* **Problem**:
Continue the news passage on Prof. Eric Danquah's proposal for a National Agriculture Authority, starting right after its last sentence.

::: Quoted passage :::

The founding director of the West Africa Center for Crop Improvement is calling for the establishment of a National Agriculture Authority (NAA) to regulate and oversee the transformation of agriculture for socio-economic development under the Ghana Beyond Aid Initiative.
Prof. Eric Danquah also wants government to establish a National Agriculture Development Fund into which funding to the tune of at least 1% of Ghana’s GDP will be invested to finance the development of the agricultural sector.
The private sector will also be encouraged to contribute to the development of the nation through that fund.
The University of Ghana professor wants the fund and authority to be established by an act of parliament.
The authority will be responsible for oversight of agricultural education, research, innovation and development, as well as modernize agriculture through the development of commodity value chains.
He is proposing that the fund to be established is managed by the National Agriculture Authority and a Scientific Advisory Committee with representation from various science organisations.

::: Data :::

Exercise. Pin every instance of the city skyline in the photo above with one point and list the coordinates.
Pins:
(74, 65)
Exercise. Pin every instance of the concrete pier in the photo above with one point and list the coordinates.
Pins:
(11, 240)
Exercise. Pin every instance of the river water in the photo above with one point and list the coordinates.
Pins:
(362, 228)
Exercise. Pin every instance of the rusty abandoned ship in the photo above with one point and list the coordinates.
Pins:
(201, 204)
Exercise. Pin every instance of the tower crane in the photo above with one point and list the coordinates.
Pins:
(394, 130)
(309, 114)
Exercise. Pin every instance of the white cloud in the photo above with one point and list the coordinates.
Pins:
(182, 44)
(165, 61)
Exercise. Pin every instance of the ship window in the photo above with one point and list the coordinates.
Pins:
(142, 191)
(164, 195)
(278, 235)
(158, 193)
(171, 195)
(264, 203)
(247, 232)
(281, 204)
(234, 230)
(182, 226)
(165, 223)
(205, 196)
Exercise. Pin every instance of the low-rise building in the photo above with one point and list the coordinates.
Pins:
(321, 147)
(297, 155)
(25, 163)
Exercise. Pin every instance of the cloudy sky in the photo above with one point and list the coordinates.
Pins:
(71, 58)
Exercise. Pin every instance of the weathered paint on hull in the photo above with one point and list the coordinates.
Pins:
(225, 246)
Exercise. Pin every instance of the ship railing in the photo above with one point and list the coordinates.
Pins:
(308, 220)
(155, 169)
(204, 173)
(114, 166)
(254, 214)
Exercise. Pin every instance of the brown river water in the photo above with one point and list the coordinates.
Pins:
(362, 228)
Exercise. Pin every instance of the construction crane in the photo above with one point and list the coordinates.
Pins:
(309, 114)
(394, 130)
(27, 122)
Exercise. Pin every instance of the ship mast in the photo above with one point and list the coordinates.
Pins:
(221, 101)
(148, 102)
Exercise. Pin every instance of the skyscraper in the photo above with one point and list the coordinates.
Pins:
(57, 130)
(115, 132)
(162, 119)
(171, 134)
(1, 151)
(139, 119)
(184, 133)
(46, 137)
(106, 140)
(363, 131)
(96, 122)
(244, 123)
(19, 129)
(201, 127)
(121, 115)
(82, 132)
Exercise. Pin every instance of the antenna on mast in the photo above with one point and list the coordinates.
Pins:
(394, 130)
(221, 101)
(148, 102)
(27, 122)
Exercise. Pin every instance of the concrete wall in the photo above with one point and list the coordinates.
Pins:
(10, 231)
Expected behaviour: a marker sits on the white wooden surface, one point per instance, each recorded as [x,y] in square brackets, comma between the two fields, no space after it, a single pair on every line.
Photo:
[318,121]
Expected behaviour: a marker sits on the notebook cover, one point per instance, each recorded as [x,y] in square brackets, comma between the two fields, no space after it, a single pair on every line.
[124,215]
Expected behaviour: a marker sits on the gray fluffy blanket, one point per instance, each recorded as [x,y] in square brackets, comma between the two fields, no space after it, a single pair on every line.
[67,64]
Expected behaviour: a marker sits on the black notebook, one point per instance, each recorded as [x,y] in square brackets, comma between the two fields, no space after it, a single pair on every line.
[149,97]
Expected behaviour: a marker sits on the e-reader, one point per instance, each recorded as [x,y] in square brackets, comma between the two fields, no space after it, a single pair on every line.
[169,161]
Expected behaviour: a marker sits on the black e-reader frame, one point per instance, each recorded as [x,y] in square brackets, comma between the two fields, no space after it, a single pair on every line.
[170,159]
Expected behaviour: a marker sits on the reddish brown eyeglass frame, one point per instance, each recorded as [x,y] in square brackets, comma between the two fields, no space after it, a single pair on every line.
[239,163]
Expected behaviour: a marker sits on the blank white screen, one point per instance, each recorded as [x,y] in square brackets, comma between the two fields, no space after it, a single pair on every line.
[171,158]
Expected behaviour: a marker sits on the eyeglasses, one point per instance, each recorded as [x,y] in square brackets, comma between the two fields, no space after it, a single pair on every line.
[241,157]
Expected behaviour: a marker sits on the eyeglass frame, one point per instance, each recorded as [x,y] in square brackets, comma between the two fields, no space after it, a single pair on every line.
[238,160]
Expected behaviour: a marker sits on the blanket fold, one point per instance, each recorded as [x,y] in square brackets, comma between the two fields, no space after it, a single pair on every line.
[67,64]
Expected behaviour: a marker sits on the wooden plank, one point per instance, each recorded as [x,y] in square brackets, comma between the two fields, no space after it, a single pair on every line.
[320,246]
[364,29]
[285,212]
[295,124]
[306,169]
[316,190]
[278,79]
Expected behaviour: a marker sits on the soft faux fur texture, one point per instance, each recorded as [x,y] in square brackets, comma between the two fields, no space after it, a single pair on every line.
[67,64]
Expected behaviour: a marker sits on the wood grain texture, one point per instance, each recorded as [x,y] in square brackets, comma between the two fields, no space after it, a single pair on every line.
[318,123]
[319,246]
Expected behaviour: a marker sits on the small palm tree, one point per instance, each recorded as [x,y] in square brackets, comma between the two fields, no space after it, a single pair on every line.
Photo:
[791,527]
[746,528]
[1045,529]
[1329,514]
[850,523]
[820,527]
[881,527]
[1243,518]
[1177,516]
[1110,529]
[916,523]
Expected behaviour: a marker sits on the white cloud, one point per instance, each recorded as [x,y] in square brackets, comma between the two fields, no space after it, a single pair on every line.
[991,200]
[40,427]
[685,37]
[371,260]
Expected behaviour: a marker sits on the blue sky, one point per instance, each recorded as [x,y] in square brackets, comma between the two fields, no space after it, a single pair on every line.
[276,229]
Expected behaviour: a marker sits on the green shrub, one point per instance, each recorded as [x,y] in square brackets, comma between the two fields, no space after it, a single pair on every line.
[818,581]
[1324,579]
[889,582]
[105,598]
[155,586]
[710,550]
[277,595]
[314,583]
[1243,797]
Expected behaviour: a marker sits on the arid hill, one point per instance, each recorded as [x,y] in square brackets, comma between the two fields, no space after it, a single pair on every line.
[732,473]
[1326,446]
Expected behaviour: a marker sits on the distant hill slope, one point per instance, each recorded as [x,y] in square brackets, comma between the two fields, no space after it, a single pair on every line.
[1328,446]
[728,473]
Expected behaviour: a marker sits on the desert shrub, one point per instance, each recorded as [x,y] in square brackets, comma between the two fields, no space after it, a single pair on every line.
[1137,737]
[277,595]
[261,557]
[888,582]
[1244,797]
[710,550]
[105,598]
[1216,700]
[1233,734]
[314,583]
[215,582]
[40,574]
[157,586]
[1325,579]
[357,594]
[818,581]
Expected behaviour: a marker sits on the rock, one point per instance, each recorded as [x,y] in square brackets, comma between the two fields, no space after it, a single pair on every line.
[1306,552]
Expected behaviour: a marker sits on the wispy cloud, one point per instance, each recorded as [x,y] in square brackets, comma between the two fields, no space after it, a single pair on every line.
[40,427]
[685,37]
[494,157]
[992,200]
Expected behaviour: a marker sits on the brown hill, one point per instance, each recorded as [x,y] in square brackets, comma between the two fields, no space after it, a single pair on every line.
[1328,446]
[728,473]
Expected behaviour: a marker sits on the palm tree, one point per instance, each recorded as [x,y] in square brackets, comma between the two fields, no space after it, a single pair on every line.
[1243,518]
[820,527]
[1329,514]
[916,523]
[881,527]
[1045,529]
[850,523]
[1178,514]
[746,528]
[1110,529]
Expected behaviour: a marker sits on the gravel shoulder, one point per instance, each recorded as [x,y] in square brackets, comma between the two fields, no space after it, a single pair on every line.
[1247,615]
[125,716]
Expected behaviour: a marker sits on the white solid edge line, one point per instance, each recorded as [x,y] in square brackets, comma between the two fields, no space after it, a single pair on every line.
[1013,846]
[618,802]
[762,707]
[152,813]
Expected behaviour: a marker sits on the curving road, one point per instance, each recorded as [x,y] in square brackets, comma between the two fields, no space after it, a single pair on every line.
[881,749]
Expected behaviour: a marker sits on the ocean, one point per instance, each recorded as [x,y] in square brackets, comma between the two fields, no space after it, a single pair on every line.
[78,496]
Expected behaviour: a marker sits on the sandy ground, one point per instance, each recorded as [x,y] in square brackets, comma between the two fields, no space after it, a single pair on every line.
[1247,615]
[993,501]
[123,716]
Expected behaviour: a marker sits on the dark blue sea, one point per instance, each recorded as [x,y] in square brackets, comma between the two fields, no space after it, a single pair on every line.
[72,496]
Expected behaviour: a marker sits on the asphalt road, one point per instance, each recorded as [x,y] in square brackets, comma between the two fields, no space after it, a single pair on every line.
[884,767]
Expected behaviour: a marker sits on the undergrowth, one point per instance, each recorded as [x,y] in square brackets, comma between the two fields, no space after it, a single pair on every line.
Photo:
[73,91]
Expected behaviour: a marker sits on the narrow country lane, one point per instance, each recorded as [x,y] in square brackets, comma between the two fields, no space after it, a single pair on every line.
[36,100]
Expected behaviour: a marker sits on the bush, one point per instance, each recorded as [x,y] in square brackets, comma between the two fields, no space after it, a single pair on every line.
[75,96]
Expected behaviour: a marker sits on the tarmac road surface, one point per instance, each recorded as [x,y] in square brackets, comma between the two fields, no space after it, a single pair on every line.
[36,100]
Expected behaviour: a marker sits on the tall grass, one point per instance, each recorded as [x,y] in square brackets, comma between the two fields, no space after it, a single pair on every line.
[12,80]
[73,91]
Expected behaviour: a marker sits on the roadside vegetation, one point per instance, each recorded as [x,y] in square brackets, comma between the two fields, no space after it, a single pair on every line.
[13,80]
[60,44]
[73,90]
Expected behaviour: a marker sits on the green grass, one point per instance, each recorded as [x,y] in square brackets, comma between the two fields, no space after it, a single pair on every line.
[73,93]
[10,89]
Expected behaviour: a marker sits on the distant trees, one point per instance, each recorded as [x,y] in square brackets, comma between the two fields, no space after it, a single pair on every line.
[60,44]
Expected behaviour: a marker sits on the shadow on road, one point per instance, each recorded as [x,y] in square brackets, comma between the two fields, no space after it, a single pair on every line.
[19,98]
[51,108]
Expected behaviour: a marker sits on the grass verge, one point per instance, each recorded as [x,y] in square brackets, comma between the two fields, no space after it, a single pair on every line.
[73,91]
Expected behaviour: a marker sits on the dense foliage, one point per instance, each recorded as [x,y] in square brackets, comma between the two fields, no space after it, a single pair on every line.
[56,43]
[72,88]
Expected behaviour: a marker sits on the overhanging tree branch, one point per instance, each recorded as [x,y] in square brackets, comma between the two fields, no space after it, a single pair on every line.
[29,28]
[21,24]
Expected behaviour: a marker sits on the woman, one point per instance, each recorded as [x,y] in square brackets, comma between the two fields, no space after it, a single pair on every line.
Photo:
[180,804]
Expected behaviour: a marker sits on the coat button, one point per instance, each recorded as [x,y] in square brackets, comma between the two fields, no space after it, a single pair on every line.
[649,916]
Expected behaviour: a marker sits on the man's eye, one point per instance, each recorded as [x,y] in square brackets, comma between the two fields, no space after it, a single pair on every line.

:::

* **Response to this exercise**:
“It is important that the composition of the NAA which should have representation from the sector Ministries of Agriculture, Education, Finance and Environment, Science, Technology and Innovation is carefully reasoned and should not sacrifice meritocracy,” he said.
Prof. Danquah was speaking during a webinar session organised by the Alliance for a Green Revolution in Africa (AGRA) on the impact of Covid-19 pandemic on the agricultural sector in Ghana.
He observed food systems are highly susceptible to shocks and the Covid-19 pandemic is just another warning signal because there could be more devastating shocks in the future.
“These are not normal times. Given that the Covid-19 pandemic is just a warning signal and there could be more devastating future events, Ghana should take its future in its own hands and transform its agriculture to secure the future of the country as well as drive socio-economic development. A well-funded National Agriculture Authority to be established by law with independent powers is certainly the way to go,” he said.
“The agricultural sector should be the key driving force for national development and this pandemic clearly obligates us to take urgent action to improve efficiency in our commodity value chains. We cannot attain food and nutrition security by doing business as usual. We would be reckless to think so,” Prof. Danquah observed.
“A struggling nation which spent over $2 billion on food imports in 2019 alone should be very troubled about the future because challenging times lie ahead and the informal food systems and dependency on exports require that we think out of the box in proffering solutions,” he added.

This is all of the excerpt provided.